CONSIGNE ÉCRITE 1 ▸ Traduisez en anglais cette phrase de l’extrait sur l’emprunt européen pour l’Ukraine : « Car depuis la défection de Donald Trump, qui a cessé toute aide financière à l’Ukraine, l’UE est devenue le principal soutien de Kiev. »

EXTRAIT FOURNI ▸
====================
En s’entendant pour lever un emprunt de 90 milliards d’euros au bénéfice de l’Ukraine, l’Union européenne fait d’une pierre trois coups :
- elle affiche, à destination de Moscou et Washington, sa capacité de décision et donc sa capacité d’influence, à un moment crucial dans les efforts diplomatiques pour obtenir un cessez-le-feu ;
- elle maintient la pression sur la Russie en signalant que son soutien à l’Ukraine est inébranlable ;
- elle rassure les autorités ukrainiennes, qui allaient être à court d’argent au second trimestre 2026, ce qui aurait pu les contraindre à accepter des conditions de paix humiliantes et désastreuses pour elles-mêmes et pour l’Europe entière. "Ensemble, nous défendons l’avenir de notre continent", s’est félicité Volodymyr Zelensky. Car depuis la défection de Donald Trump, qui a cessé toute aide financière à l’Ukraine, l’UE est devenue le principal soutien de Kiev.
====================
DONNÉES DE LA TÂCHE ▸

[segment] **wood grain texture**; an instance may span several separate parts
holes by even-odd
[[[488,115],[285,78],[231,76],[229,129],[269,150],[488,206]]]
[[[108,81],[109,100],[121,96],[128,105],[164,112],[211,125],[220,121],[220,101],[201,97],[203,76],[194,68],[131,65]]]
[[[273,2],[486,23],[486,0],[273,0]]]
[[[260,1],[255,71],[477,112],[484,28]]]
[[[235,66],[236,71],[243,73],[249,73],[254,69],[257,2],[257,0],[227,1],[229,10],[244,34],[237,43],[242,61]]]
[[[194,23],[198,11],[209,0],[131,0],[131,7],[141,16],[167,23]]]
====================
CONSIGNE ÉCRITE 2 ▸ Recopiez toute la liste en remplaçant « wood grain texture » par « bark texture », sans rien modifier d’autre.

RÉPONSE 1 ▸ For since Donald Trump's defection, as he has stopped all financial aid to Ukraine, the EU has become Kyiv's main backer.

RÉPONSE 2 ▸
[segment] **bark texture**; an instance may span several separate parts
holes by even-odd
[[[488,115],[285,78],[231,76],[229,129],[269,150],[488,206]]]
[[[108,81],[109,100],[121,96],[128,105],[164,112],[211,125],[220,121],[220,101],[201,97],[203,76],[194,68],[131,65]]]
[[[273,2],[486,23],[486,0],[273,0]]]
[[[260,1],[255,71],[477,112],[484,28]]]
[[[235,66],[236,71],[243,73],[249,73],[254,69],[257,2],[257,0],[227,1],[229,10],[244,34],[237,43],[242,61]]]
[[[194,23],[198,11],[209,0],[131,0],[131,7],[141,16],[167,23]]]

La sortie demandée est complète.